Only the pictures should be left out; write out all other data exactly.
::::::::::
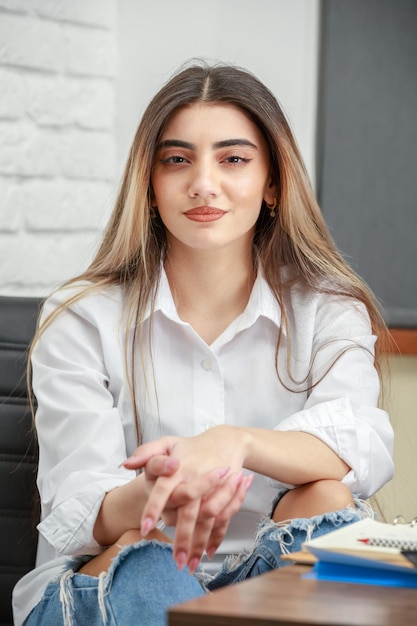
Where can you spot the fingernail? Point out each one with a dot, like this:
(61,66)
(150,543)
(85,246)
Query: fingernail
(193,564)
(146,526)
(239,478)
(222,472)
(181,560)
(248,481)
(210,552)
(130,459)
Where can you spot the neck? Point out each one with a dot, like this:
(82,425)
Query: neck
(210,288)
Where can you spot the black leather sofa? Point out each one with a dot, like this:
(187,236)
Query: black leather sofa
(19,505)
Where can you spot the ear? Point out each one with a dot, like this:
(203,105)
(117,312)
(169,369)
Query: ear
(271,192)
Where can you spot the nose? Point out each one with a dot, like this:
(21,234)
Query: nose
(204,180)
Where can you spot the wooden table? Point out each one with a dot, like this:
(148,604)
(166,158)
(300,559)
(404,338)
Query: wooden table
(285,598)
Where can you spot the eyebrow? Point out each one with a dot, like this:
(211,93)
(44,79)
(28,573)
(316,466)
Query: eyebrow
(226,143)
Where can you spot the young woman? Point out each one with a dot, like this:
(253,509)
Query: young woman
(218,342)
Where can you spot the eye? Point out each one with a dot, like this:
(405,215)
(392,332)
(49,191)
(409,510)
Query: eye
(235,159)
(174,160)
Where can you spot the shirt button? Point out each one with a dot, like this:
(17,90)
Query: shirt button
(207,364)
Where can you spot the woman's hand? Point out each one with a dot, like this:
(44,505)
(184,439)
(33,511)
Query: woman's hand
(201,496)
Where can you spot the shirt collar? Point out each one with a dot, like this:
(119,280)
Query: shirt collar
(262,303)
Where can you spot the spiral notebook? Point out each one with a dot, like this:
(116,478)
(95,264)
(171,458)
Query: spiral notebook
(368,552)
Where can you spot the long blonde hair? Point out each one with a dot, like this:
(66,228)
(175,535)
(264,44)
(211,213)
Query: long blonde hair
(134,244)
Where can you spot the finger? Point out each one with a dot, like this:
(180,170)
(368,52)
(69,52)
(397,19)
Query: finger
(186,521)
(200,539)
(218,500)
(201,486)
(223,519)
(161,465)
(157,500)
(143,453)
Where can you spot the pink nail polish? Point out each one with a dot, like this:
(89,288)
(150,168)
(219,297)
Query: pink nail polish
(181,560)
(248,481)
(193,564)
(223,472)
(146,526)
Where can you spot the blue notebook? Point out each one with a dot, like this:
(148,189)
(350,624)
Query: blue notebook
(366,552)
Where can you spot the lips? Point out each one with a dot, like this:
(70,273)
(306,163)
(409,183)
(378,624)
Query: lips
(204,214)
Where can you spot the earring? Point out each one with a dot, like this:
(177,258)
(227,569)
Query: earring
(272,207)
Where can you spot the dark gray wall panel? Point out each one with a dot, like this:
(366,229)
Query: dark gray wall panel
(367,144)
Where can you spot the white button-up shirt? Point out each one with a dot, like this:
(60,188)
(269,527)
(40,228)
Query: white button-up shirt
(85,419)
::::::::::
▶ Reply to the exercise
Where can you spot the fingernail? Point out each one with a dot, like this:
(61,66)
(150,543)
(85,246)
Query: fingernail
(193,564)
(146,526)
(239,478)
(222,472)
(181,560)
(248,481)
(210,552)
(130,459)
Where can you spot the neck? Point out each one with a dot, like this:
(82,425)
Query: neck
(210,288)
Where can you spot the black leather sofa? Point out each one with a dot, like this:
(187,236)
Query: black leather sofa
(19,505)
Where can you spot the ear? Point out each one with a dot, like this:
(203,105)
(117,312)
(169,369)
Query: ear
(271,192)
Where can you spot the nose? Point out each one with a dot, like this:
(21,234)
Query: nose
(204,180)
Where can you spot the wooden table? Point out each one with a dot, like this:
(148,604)
(166,158)
(300,559)
(404,338)
Query: wooden table
(285,598)
Where can you spot the eyebrow? Point out each one with a dot, like this:
(211,93)
(44,79)
(28,573)
(316,466)
Query: eyebrow
(226,143)
Where can you spot the young woman? Point out each one with a dot, like this:
(253,509)
Query: young woman
(218,342)
Where can you spot the eye? Point out each one with a dot, like this:
(405,215)
(392,332)
(49,191)
(409,510)
Query: eye
(235,159)
(174,160)
Where can you spot the shirt button? Point out each one with a dot, like this:
(17,90)
Query: shirt button
(207,364)
Where can you spot the woman's hand? Point out each one with a dot, like this:
(44,505)
(184,439)
(33,511)
Query: woman's hand
(201,496)
Where can you spot the shirt collar? Point out each one with a dot, like this:
(119,280)
Query: shirt collar
(262,303)
Where can you spot the spiral notebook? Point out each one with a dot, like this:
(116,478)
(95,264)
(171,458)
Query: spiral notebook
(368,552)
Where can you spot the long blonde hair? Point out each one with a dot, like this:
(66,228)
(175,535)
(264,44)
(211,213)
Query: long blonde hair
(134,244)
Where can you spot the finger? Point out each one with a dot, like this:
(180,170)
(368,52)
(69,52)
(397,19)
Query: finger
(186,521)
(200,539)
(218,500)
(201,486)
(223,519)
(161,465)
(157,500)
(143,453)
Where can you spot the pink nail polish? Point out each one with a dot, like this:
(89,288)
(150,168)
(219,297)
Query: pink nail polish
(181,560)
(248,481)
(193,564)
(223,472)
(146,526)
Where can you spot the blue notebook? Point out each one with a dot, like this:
(148,189)
(350,624)
Query: blue notebook
(366,552)
Where can you spot the lips? Point out each one with a dot, like this:
(70,273)
(306,163)
(409,183)
(378,624)
Query: lips
(204,214)
Where can you spot the earring? Point out each one with a dot, like this:
(177,258)
(227,569)
Query: earring
(272,207)
Where can you spot the dark gray wall panel? Point out each one with a dot, like this:
(366,229)
Query: dark gray wall panel
(367,144)
Where can you spot the white button-up shirt? Point out each one with a dot, like this:
(60,188)
(269,527)
(40,228)
Query: white button-up shirt
(85,419)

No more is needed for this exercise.